* _Problem_:
Count the lines of the material below that contain the string "neighboring", treating case as significant. Give only the number.

◆ ◆ ◆ ◆

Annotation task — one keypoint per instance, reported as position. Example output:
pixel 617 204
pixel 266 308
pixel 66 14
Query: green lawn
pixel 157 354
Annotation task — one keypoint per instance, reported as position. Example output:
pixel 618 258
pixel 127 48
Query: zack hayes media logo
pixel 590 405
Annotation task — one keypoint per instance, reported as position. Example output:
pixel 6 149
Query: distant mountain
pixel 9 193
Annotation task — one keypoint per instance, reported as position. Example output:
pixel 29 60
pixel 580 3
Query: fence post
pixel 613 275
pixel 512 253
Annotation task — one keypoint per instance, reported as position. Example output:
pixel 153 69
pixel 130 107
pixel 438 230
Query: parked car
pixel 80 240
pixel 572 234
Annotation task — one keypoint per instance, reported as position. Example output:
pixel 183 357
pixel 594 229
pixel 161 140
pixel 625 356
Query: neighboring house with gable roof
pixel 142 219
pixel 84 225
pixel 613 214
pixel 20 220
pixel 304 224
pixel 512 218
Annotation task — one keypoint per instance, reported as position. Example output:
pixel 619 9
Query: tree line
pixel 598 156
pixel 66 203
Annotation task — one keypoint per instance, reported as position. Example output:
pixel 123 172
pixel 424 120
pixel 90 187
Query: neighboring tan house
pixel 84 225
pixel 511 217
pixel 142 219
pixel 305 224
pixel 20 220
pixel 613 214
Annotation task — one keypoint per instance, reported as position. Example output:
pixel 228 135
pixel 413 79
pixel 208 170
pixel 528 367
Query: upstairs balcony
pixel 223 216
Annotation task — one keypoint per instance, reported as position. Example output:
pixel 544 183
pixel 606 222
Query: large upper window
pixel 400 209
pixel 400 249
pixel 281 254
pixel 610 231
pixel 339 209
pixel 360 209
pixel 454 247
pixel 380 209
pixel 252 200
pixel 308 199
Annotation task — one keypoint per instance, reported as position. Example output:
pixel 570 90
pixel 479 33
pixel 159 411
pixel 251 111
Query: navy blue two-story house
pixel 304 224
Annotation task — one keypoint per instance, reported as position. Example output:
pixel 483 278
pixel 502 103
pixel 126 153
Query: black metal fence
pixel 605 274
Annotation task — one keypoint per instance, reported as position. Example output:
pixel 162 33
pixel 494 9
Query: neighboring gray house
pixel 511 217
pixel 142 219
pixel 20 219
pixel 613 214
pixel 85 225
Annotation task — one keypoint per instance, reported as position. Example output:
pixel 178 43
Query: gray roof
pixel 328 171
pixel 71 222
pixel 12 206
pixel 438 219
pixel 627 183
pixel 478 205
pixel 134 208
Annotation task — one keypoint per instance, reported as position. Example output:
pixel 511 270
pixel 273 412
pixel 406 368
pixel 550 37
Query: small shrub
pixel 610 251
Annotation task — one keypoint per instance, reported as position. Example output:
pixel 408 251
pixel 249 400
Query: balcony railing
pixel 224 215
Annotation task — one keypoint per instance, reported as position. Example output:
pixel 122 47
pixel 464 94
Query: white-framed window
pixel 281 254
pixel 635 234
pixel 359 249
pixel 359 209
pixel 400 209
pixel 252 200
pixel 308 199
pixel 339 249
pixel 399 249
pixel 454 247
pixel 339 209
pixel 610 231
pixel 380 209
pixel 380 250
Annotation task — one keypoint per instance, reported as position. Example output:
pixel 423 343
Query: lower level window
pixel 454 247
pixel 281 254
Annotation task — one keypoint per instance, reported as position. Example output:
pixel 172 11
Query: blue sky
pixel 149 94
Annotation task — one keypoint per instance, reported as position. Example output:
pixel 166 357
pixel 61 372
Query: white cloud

◆ ◆ ◆ ◆

* _Final result_:
3